TASK DETAILS
Once you have read the entries below, write them all out again exactly.

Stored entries
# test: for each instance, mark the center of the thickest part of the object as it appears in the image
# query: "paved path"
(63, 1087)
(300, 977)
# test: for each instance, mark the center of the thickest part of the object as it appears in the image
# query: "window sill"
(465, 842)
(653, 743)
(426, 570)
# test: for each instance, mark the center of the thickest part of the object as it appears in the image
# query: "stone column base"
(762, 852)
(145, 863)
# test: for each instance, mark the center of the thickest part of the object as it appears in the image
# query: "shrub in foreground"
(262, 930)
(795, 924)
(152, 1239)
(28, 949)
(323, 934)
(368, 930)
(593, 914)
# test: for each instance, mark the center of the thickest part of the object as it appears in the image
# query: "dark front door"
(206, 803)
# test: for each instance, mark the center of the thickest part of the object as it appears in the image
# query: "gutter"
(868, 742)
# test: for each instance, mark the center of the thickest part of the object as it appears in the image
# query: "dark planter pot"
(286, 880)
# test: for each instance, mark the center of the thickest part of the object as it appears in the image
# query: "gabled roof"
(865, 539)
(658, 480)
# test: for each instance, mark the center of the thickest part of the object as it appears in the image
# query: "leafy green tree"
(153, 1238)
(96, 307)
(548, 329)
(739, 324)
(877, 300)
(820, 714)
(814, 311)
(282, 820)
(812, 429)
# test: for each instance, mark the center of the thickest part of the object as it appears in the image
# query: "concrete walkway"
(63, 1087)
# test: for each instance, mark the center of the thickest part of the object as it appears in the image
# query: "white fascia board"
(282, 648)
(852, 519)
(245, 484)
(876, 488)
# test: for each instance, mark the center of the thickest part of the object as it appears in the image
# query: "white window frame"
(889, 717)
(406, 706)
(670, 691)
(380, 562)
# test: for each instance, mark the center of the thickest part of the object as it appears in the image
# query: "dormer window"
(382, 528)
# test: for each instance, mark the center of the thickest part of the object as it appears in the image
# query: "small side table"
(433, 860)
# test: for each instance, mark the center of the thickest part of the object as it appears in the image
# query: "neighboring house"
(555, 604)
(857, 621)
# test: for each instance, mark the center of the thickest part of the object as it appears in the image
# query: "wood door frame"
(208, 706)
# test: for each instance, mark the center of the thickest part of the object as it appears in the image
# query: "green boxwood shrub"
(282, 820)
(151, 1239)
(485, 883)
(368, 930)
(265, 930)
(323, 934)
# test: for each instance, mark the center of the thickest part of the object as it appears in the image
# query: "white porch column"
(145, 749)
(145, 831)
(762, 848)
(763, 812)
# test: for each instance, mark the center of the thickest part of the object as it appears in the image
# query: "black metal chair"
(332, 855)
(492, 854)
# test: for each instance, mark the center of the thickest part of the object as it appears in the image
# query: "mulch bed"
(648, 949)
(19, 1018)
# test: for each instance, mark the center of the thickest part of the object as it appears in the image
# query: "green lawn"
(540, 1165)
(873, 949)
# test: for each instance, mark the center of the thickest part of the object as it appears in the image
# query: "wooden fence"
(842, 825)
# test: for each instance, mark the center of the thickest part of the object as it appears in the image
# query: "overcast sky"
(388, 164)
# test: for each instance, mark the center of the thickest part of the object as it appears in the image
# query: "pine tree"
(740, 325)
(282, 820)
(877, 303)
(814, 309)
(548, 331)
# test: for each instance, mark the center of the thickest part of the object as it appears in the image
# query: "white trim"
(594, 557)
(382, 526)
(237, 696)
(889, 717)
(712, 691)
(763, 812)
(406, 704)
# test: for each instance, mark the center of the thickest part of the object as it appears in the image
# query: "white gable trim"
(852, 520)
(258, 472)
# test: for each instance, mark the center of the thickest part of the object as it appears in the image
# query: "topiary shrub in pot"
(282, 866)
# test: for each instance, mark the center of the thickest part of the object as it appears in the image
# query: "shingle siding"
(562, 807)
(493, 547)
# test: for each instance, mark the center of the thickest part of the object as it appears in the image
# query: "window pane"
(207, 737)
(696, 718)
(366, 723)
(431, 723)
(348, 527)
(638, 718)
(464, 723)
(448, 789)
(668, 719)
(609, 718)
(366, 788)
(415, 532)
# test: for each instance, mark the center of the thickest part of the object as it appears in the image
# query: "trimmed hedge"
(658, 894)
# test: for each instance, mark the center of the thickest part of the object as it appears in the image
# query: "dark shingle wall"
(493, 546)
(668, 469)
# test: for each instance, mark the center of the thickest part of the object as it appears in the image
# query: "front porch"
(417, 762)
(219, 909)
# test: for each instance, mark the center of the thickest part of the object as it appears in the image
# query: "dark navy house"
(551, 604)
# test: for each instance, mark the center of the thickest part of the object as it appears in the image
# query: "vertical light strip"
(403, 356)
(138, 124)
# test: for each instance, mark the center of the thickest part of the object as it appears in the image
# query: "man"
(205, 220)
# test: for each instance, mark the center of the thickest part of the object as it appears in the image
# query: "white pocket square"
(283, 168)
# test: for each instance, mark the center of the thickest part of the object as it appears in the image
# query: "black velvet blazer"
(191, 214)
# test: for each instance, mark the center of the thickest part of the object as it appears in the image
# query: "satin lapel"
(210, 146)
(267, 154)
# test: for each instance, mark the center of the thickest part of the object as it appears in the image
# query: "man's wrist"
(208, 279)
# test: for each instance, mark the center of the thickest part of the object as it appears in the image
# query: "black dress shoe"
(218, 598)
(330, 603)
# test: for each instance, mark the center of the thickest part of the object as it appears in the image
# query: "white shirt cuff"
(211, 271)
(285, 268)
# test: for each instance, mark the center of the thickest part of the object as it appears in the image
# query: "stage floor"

SOLUTION BELOW
# test: for each instance, mark the center of the thickest part of the object as it appears in the image
# query: "paved path"
(63, 1087)
(300, 977)
# test: for each instance, mark the center of the thickest part of the object as it appears in the image
# query: "window sill"
(465, 842)
(653, 743)
(426, 570)
# test: for each instance, mark the center of the thickest part of the object as it appears in the image
# query: "stone column base"
(762, 852)
(145, 863)
# test: for each instance, mark the center of the thickest part of the object as it appears in the image
# query: "shrub in foreground"
(262, 930)
(795, 924)
(152, 1239)
(28, 949)
(323, 934)
(368, 930)
(593, 914)
# test: for each instance, mark the center of the thickest part of the object as it appears in the image
# query: "dark front door"
(206, 803)
# test: for each instance, mark the center of the thickest part of the object as it appears in the image
# query: "gutter"
(868, 742)
# test: for each instance, mark the center of the thickest part of the object as it appears in the image
# query: "dark planter pot"
(286, 880)
# test: for each instance, mark the center of the thickest part of the object as it appears in the image
# query: "gabled roof"
(865, 539)
(658, 480)
# test: for each instance, mark the center of the thickest part of the object as it appears in the image
# query: "leafy green tree"
(153, 1238)
(96, 307)
(548, 329)
(739, 324)
(877, 300)
(820, 714)
(814, 311)
(282, 820)
(812, 429)
# test: for each instance, mark the center of the thickest part of the object as it appears in the image
# query: "concrete walkway"
(63, 1087)
# test: for each instance, mark the center of the thickest part of the object as it appears in the image
# query: "white fascia board"
(282, 648)
(852, 519)
(245, 484)
(876, 488)
# test: for each instance, mark the center of the thickest part of the object as it appears in the image
# query: "white window frame"
(889, 717)
(406, 706)
(670, 691)
(380, 562)
# test: for each instance, mark the center of the thickest part of the object as it appears in the image
# query: "dormer window"
(382, 528)
# test: for each instance, mark the center of the thickest part of the object as it appears in the image
# query: "small side table"
(433, 860)
# test: for each instance, mark the center of the thickest part of the object as it appears in the image
# query: "neighboring house"
(555, 604)
(857, 621)
# test: for each instance, mark the center of the thickest part of the object as it appears in the image
# query: "wood door frame"
(208, 706)
# test: for each instance, mark the center of the thickest part of the object as it appears in the image
# query: "green boxwood shrub"
(282, 820)
(151, 1239)
(485, 883)
(368, 930)
(265, 930)
(323, 934)
# test: for each instance, mark the center of the thickest part of the object as it appears in the image
# query: "white porch column"
(145, 749)
(145, 831)
(762, 848)
(763, 812)
# test: for each instance, mark the center of the thickest part of the object as it appears in the image
# query: "black metal chair"
(332, 855)
(492, 854)
# test: for each instance, mark the center of the thickest part of the object as it appears in the image
# query: "mulch bed"
(648, 949)
(19, 1018)
# test: for each instance, mark the center of the thickest part of the object as it appears in the image
# query: "green lawn"
(540, 1165)
(873, 949)
# test: for each instance, mark the center of the thickest part of the object as it appears in the image
# query: "wooden fence"
(842, 825)
# test: for each instance, mark the center of the thickest part of the object as it appears in the image
# query: "overcast sky"
(388, 164)
# test: for each instance, mark the center of the thickest part of the object as it appears in the image
# query: "pine tree"
(740, 325)
(282, 820)
(877, 303)
(814, 309)
(548, 331)
# test: for each instance, mark the center of the thickest part of the object as it appears in the image
# query: "white trim"
(594, 557)
(382, 526)
(237, 696)
(889, 717)
(712, 691)
(763, 812)
(406, 704)
# test: for each instance, mark the center of the thickest part of the object as it appears in the image
# query: "white gable trim"
(852, 520)
(258, 472)
# test: for each instance, mark the center of the thickest part of the object as it appears in the image
# query: "topiary shrub in pot"
(282, 866)
# test: for each instance, mark the center of the thickest part of the object as it appears in the image
# query: "shingle siding"
(562, 807)
(493, 547)
# test: for each instance, mark the center of the thickest part of the object as it appears in the image
# query: "window pane"
(207, 737)
(696, 718)
(366, 723)
(431, 723)
(348, 527)
(638, 718)
(464, 723)
(448, 789)
(668, 719)
(609, 718)
(366, 788)
(415, 532)
# test: for each instance, mark the center of the thickest part of the object as it appears in the image
# query: "trimmed hedge"
(658, 894)
# test: for each instance, mark the center of the thickest part of the object as it appears in the image
# query: "dark shingle wall"
(493, 546)
(668, 469)
# test: for each instance, mark the center of the thickest part of the object as it appears in the image
# query: "front porch"
(417, 762)
(219, 909)
# test: for each instance, mark the center of the thickest part of the object as it appears in the image
# query: "dark navy house"
(551, 604)
# test: for each instance, mark the center of the thickest part of the object as it appears in the image
# query: "vertical light strip"
(403, 356)
(138, 124)
# test: for each instance, mark the center of the thickest part of the object as it appears in the image
# query: "man"
(205, 220)
# test: for each instance, mark the center of the thickest part of the object as it appears in the image
# query: "white pocket square"
(283, 168)
# test: for each instance, mark the center of the thickest part of the object as it appears in the image
# query: "black velvet blazer"
(191, 214)
# test: for each instance, mark the center of the thickest part of the object as it appears in the image
# query: "satin lapel"
(210, 146)
(267, 154)
# test: for each instance, mark the center of the thickest part of the object as it appears in the image
# query: "man's wrist"
(208, 279)
# test: for each instance, mark the center of the thickest part of the object as it appears in the image
# query: "black dress shoe"
(218, 598)
(330, 603)
# test: for each instance, mark the center of the thickest part of the object as it appears in the image
# query: "white shirt cuff"
(211, 271)
(285, 268)
# test: for each instance, mark the center of the thickest part of the object as it appears in the image
# query: "stage floor"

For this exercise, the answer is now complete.